Authorities have also sought to intimidate bloggers by targeting their families. When Iranian blogger Sina Motalebi fled the country in 2004, authorities arrested his father to compel Motalebi to return or at least to discontinue blogging. (Motalebi stopped blogging for a time but eventually resumed.) In 2001, Tunisian Mokhtar Yahyaoui, a one-time judge who became a blogger after he was dismissed for criticizing the judiciary’s lack of independence, told CPJ that his daughter, a student in Paris, had waited months for a simple passport renewal.
Governments and surrogates have also resorted to smear tactics to discredit bloggers, CPJ research shows. Tunisian authorities have orchestrated especially vitriolic attacks against bloggers; in June, for example, government-backed newspapers and Web sites subjected human rights lawyer and online journalist Mohamed Abbou to scurrilous assaults on his sexual practices. In Egypt, a journalist at a government-owned newspaper agitated against Abdelmonem Mahmoud, a blogger who exposed errors in a military trial, describing him as a national security threat who should be arrested.

- [Work instructions]
• 1. In the excerpt on pressure against bloggers, why was Mokhtar Yahyaoui dismissed as a judge?
• 2. Summarize the excerpt on pressure against bloggers in two sentences.

- [Collected data]

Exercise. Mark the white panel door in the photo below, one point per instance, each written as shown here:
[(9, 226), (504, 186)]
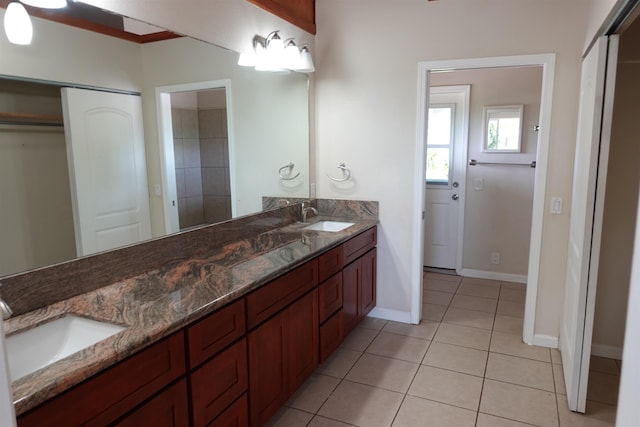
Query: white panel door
[(107, 169), (587, 201), (446, 152)]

- [Solution list]
• 1. He was dismissed for criticizing the judiciary's lack of independence.

• 2. Authorities have tried to intimidate bloggers by targeting their families, as when Iran arrested Sina Motalebi's father after Motalebi fled the country in 2004. Governments and their surrogates have also used smear tactics to discredit bloggers, including vitriolic attacks in Tunisia on Mohamed Abbou and an Egyptian government-newspaper journalist's depiction of Abdelmonem Mahmoud as a national security threat who should be arrested.